• Available data:
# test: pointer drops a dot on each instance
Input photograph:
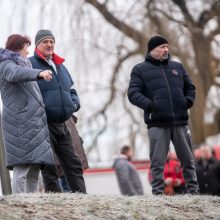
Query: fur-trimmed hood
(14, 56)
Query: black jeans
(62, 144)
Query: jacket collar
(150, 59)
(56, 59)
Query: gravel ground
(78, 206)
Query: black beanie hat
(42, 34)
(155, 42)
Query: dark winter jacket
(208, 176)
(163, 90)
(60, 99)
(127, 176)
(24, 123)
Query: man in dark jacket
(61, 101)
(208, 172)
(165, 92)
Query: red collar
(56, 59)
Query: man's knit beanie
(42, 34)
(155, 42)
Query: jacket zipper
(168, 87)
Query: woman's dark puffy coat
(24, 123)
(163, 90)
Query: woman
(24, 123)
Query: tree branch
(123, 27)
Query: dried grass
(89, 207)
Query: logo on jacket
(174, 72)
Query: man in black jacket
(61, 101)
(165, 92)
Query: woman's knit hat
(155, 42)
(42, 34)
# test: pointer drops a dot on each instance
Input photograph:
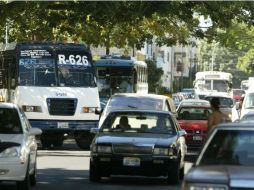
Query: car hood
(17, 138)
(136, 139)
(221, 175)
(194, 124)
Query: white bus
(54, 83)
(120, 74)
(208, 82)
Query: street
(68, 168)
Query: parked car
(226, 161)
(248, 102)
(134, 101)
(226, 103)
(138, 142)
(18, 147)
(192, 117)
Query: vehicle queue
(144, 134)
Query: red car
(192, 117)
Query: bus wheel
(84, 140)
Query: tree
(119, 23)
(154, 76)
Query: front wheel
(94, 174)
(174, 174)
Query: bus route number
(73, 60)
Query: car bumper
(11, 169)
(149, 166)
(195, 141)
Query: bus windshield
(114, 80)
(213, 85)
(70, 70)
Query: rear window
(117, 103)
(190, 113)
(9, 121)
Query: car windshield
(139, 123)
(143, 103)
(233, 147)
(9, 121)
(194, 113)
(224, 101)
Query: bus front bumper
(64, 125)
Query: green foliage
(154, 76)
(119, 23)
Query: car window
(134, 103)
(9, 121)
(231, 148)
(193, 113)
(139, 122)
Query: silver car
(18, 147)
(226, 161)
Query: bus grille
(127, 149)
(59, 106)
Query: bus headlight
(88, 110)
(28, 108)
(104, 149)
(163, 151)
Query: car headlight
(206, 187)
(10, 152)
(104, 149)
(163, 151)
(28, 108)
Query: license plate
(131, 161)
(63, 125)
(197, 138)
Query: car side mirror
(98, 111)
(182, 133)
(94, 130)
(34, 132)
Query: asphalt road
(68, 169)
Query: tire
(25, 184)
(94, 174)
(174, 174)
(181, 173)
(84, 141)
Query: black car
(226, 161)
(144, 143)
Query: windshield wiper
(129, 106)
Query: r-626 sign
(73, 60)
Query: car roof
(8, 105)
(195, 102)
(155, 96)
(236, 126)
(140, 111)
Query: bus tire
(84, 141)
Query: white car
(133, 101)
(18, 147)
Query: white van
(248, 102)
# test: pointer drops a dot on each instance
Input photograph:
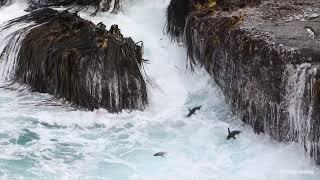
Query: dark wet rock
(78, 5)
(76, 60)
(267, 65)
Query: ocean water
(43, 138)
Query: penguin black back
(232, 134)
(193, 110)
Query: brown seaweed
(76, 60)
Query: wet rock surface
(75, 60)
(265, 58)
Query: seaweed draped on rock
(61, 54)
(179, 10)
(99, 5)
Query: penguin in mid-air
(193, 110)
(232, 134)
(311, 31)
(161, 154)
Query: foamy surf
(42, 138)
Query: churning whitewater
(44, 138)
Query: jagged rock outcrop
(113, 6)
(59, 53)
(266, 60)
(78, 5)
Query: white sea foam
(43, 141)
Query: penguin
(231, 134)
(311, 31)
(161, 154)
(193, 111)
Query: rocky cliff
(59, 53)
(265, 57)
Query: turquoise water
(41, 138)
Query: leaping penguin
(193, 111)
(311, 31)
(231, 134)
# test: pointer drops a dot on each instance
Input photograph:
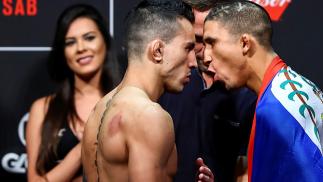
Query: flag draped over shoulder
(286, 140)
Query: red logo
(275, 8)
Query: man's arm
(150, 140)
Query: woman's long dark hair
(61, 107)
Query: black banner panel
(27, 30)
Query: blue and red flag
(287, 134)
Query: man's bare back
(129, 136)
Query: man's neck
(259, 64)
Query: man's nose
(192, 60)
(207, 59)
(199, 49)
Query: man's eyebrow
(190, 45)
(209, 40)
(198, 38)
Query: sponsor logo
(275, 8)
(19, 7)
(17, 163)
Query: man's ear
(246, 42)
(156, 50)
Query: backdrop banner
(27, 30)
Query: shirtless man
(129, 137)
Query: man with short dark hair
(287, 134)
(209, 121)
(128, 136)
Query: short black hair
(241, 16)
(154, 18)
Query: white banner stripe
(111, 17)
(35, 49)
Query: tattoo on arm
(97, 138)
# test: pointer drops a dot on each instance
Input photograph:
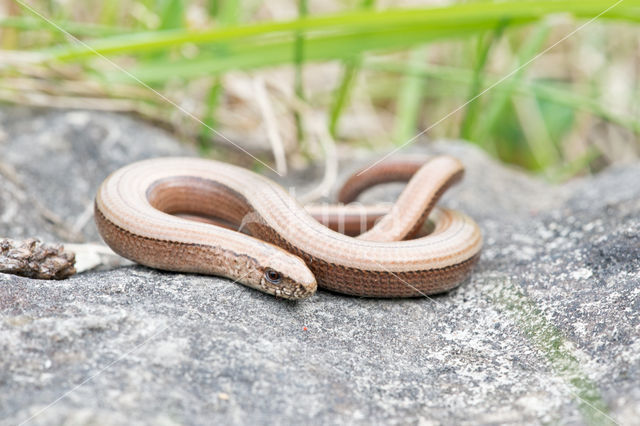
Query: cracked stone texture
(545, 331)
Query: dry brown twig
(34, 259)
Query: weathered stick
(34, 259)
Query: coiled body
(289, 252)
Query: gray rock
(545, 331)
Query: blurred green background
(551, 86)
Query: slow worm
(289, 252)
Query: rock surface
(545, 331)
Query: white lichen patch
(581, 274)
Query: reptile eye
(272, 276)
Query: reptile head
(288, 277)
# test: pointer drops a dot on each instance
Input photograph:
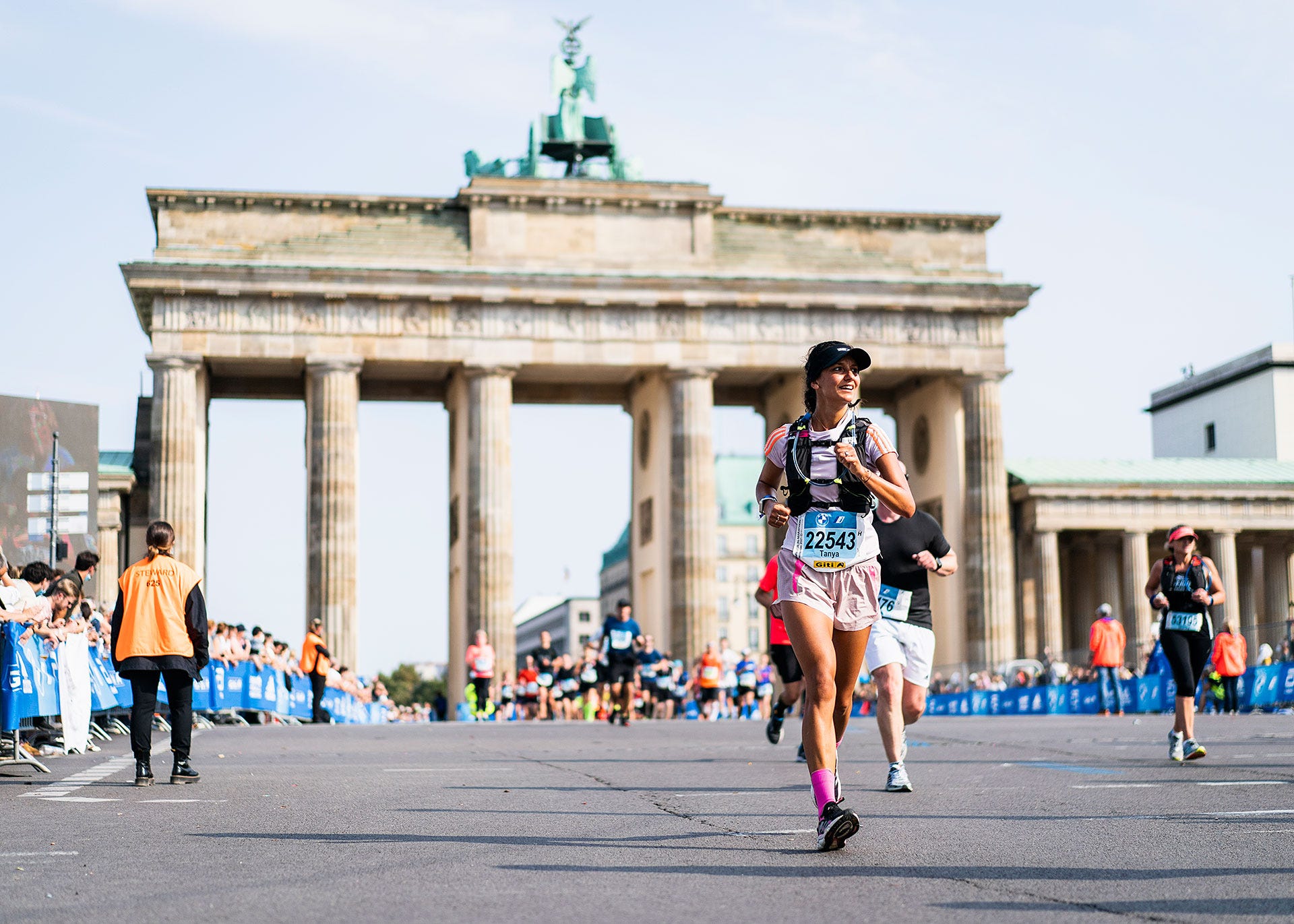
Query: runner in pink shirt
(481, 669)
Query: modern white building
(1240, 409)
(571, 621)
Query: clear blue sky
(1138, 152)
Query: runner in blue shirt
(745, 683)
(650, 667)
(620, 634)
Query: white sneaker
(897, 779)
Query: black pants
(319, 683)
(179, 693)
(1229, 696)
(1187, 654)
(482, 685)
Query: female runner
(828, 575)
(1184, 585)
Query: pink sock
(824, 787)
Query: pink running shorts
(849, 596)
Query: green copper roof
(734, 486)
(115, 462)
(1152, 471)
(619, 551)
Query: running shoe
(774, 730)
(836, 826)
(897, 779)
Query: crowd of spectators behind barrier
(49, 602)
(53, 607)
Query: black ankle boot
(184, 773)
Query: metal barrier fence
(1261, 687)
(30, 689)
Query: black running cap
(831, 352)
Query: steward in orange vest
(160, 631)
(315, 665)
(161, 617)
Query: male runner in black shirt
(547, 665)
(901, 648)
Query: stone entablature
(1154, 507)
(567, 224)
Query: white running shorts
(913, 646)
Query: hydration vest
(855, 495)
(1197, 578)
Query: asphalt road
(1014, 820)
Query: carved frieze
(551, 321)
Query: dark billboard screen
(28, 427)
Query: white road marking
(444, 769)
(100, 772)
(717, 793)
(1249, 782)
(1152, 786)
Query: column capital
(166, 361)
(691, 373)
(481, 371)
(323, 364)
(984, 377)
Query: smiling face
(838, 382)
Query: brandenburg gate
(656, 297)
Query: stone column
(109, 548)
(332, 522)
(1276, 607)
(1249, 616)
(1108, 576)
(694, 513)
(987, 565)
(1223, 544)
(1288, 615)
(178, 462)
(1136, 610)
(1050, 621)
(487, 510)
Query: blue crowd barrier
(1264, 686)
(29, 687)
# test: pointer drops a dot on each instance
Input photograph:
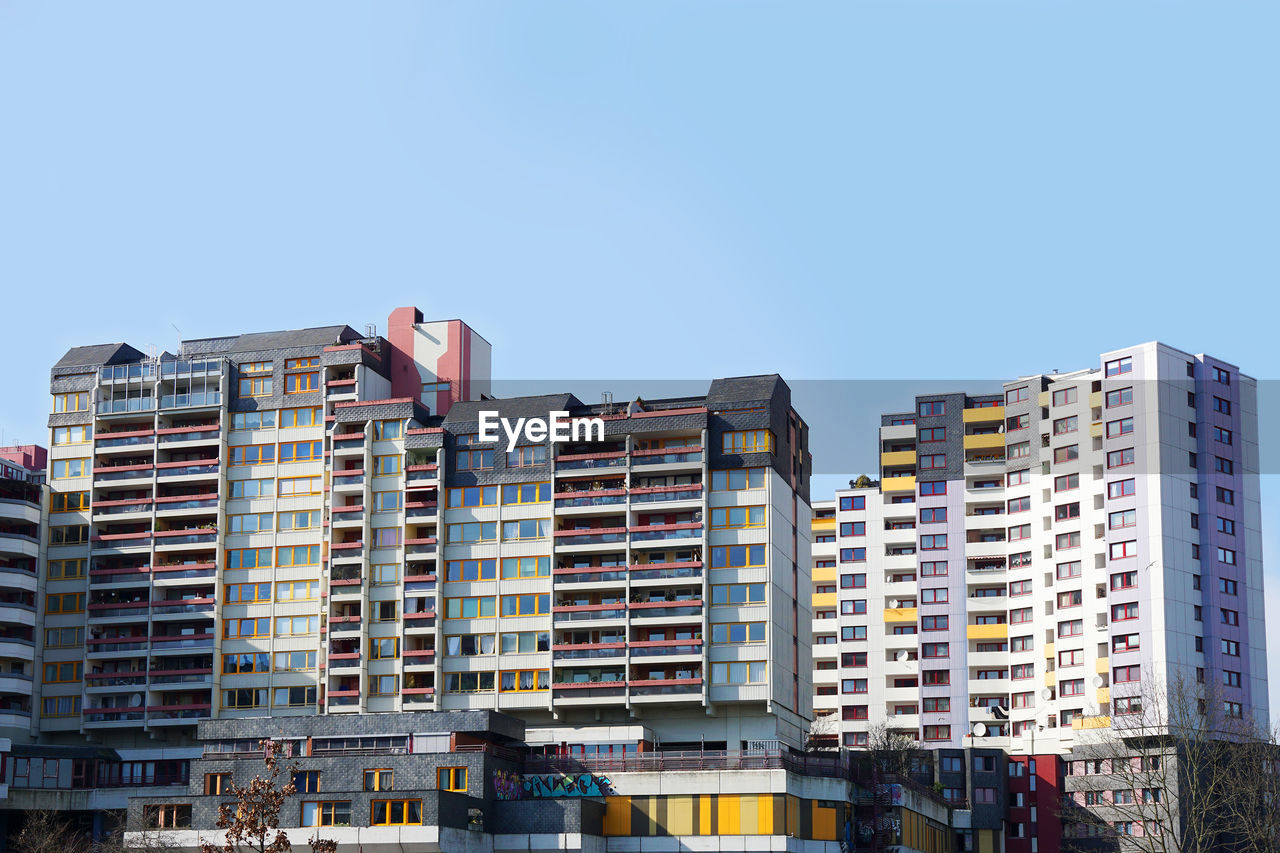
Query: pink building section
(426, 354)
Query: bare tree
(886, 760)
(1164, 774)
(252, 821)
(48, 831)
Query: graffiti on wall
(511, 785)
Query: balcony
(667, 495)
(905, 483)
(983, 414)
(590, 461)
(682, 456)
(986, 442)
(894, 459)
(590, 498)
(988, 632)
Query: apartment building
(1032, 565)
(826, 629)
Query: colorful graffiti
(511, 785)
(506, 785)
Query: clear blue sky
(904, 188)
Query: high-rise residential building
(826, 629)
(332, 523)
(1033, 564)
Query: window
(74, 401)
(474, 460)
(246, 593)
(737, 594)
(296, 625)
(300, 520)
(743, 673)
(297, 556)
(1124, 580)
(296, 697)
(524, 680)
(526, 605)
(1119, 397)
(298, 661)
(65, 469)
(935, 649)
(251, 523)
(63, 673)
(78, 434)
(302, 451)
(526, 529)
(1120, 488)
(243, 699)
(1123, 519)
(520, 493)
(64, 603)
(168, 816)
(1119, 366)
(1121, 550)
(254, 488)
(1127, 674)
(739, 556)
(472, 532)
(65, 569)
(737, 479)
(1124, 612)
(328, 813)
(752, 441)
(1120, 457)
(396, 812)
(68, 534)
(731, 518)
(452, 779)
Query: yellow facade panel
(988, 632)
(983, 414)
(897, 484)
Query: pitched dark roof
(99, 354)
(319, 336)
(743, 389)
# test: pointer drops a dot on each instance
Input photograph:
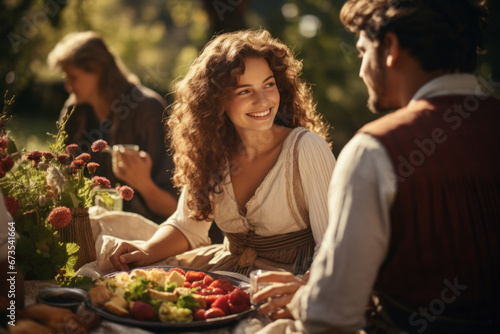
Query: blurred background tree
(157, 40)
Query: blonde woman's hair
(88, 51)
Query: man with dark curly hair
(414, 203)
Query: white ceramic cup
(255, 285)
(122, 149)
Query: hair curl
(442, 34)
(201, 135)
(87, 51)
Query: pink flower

• Directions: Everything from the line with "Query: stone column" through the last line above must be repeated exactly, except the pictures.

• Result for this exercise:
Query: stone column
(109, 548)
(332, 522)
(1276, 607)
(1249, 616)
(1108, 576)
(694, 513)
(987, 565)
(1223, 544)
(1288, 615)
(178, 462)
(1136, 610)
(1050, 621)
(487, 510)
Query: blue crowd barrier
(1264, 686)
(29, 687)
# test: pointer drops a dot on each instance
Input photograph:
Query: pink building section
(426, 354)
Query: bare tree
(886, 760)
(1164, 774)
(252, 821)
(48, 831)
Query: graffiti on wall
(511, 785)
Query: balcony
(667, 495)
(905, 483)
(983, 414)
(590, 461)
(682, 456)
(986, 442)
(894, 459)
(590, 498)
(988, 632)
Query: apartment building
(1032, 565)
(826, 629)
Query: colorful graffiti
(511, 785)
(506, 785)
Query: clear blue sky
(904, 188)
Query: high-rise residential building
(826, 629)
(332, 523)
(1033, 564)
Query: window
(74, 401)
(474, 460)
(246, 593)
(737, 594)
(296, 625)
(300, 520)
(743, 673)
(297, 556)
(1124, 580)
(296, 697)
(524, 680)
(526, 605)
(1119, 397)
(298, 661)
(65, 469)
(935, 649)
(251, 523)
(63, 673)
(78, 434)
(302, 451)
(526, 529)
(1120, 488)
(243, 699)
(1123, 519)
(520, 493)
(64, 603)
(168, 816)
(1119, 366)
(1121, 550)
(254, 488)
(1127, 674)
(739, 556)
(472, 532)
(65, 569)
(737, 479)
(1124, 612)
(328, 813)
(752, 441)
(1120, 457)
(396, 812)
(68, 534)
(731, 518)
(452, 779)
Query: yellow facade panel
(988, 632)
(983, 414)
(897, 484)
Query: pitched dark roof
(99, 354)
(319, 336)
(743, 389)
# test: pointer drops a dot on each instance
Input photograph:
Query: blurred background tree
(157, 40)
Query: blonde woman's hair
(88, 51)
Query: man with dark curly hair
(414, 203)
Query: white ceramic cup
(255, 285)
(122, 149)
Query: hair curl
(442, 34)
(201, 135)
(87, 51)
Query: pink flower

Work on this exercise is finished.